● **PROBLEM STATEMENT**:
Copy every line below without changes, from the line containing "[segment] distant hillside trees" down to the end of the data, including both ends.

>> Start DATA EXCERPTS

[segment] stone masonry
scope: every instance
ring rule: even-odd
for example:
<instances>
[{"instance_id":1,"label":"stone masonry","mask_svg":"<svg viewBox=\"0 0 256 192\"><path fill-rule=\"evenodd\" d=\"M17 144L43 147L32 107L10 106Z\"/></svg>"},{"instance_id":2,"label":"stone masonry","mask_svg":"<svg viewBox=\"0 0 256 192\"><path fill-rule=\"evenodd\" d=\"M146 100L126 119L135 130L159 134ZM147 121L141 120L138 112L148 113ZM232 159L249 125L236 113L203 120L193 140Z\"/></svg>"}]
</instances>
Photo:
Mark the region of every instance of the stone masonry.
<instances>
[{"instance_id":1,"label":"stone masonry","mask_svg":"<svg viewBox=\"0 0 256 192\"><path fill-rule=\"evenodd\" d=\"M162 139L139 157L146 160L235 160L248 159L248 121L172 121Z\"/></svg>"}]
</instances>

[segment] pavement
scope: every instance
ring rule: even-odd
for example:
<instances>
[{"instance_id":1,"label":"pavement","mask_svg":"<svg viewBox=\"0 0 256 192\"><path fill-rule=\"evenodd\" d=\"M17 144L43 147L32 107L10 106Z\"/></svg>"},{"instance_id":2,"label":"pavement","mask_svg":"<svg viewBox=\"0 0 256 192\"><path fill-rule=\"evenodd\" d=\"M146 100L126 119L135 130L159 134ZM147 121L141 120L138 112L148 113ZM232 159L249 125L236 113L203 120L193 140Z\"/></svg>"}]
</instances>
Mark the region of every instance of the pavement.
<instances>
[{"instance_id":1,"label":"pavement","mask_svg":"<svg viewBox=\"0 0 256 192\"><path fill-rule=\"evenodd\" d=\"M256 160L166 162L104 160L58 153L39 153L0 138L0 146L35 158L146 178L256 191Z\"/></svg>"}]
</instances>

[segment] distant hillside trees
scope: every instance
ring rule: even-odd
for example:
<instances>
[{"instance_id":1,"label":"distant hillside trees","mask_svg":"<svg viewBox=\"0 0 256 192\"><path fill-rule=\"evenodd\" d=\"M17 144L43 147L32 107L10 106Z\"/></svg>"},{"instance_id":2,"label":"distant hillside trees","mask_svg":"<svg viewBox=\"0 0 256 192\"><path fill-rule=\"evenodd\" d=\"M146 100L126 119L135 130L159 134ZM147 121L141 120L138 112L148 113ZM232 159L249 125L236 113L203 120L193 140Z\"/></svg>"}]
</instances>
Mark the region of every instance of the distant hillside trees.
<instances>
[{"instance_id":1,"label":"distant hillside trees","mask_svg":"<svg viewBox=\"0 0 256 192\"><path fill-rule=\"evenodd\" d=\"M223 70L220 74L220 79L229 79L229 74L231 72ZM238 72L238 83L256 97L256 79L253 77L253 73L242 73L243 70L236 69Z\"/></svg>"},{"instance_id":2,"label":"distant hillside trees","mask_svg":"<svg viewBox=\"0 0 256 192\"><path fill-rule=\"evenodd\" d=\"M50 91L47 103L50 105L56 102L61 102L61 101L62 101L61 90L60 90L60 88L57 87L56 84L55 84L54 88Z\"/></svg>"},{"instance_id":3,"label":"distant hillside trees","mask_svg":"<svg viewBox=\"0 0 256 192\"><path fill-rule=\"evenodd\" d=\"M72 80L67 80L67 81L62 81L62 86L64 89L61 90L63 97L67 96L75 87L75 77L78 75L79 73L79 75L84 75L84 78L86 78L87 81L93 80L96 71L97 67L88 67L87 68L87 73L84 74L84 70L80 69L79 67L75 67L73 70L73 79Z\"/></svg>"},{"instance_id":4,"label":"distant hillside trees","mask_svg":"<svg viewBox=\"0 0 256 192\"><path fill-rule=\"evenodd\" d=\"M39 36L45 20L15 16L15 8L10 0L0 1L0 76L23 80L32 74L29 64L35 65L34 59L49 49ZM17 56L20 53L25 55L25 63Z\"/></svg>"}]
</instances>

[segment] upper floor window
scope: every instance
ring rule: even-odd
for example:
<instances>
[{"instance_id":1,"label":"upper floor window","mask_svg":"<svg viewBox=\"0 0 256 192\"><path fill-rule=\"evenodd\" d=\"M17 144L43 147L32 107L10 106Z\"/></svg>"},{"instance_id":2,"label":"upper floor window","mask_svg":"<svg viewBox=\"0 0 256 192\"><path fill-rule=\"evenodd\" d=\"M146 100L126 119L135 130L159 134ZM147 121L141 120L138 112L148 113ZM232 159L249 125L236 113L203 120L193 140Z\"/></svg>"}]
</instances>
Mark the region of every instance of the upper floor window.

>> End DATA EXCERPTS

● **RESULT FOR THIS EXERCISE**:
[segment] distant hillside trees
scope: every instance
ring rule: even-odd
for example:
<instances>
[{"instance_id":1,"label":"distant hillside trees","mask_svg":"<svg viewBox=\"0 0 256 192\"><path fill-rule=\"evenodd\" d=\"M17 144L43 147L32 107L10 106Z\"/></svg>"},{"instance_id":2,"label":"distant hillside trees","mask_svg":"<svg viewBox=\"0 0 256 192\"><path fill-rule=\"evenodd\" d=\"M146 100L126 119L135 130L159 134ZM147 121L141 120L138 112L148 113ZM232 159L249 125L236 113L203 120L193 140Z\"/></svg>"}]
</instances>
Mark the region of every instance of the distant hillside trees.
<instances>
[{"instance_id":1,"label":"distant hillside trees","mask_svg":"<svg viewBox=\"0 0 256 192\"><path fill-rule=\"evenodd\" d=\"M223 70L220 74L220 79L229 79L229 74L231 72ZM238 72L238 83L256 97L256 79L253 77L253 73L242 73L243 70L236 69Z\"/></svg>"},{"instance_id":2,"label":"distant hillside trees","mask_svg":"<svg viewBox=\"0 0 256 192\"><path fill-rule=\"evenodd\" d=\"M50 91L47 103L50 105L56 102L61 102L61 101L62 101L61 90L60 90L60 88L57 87L56 84L55 84L54 88Z\"/></svg>"},{"instance_id":3,"label":"distant hillside trees","mask_svg":"<svg viewBox=\"0 0 256 192\"><path fill-rule=\"evenodd\" d=\"M72 80L67 80L67 81L62 81L62 86L64 89L61 90L63 97L67 96L75 87L75 77L78 75L79 73L79 75L84 75L84 78L86 78L87 81L93 80L96 71L97 67L88 67L87 68L87 73L84 74L84 70L80 69L79 67L75 67L73 70L73 79Z\"/></svg>"},{"instance_id":4,"label":"distant hillside trees","mask_svg":"<svg viewBox=\"0 0 256 192\"><path fill-rule=\"evenodd\" d=\"M39 36L45 20L15 16L15 8L10 0L0 1L0 76L23 80L32 74L29 64L35 65L34 59L49 49ZM17 56L20 53L25 55L25 63Z\"/></svg>"}]
</instances>

[segment] upper floor window
scope: every instance
ring rule: even-odd
for example:
<instances>
[{"instance_id":1,"label":"upper floor window","mask_svg":"<svg viewBox=\"0 0 256 192\"><path fill-rule=\"evenodd\" d=\"M17 144L43 147L32 107L10 106Z\"/></svg>"},{"instance_id":2,"label":"upper floor window","mask_svg":"<svg viewBox=\"0 0 256 192\"><path fill-rule=\"evenodd\" d=\"M146 100L126 119L135 130L159 134ZM147 121L141 120L138 112L148 113ZM232 159L249 125L236 113L203 120L193 140Z\"/></svg>"}]
</instances>
Mark the region of every instance of the upper floor window.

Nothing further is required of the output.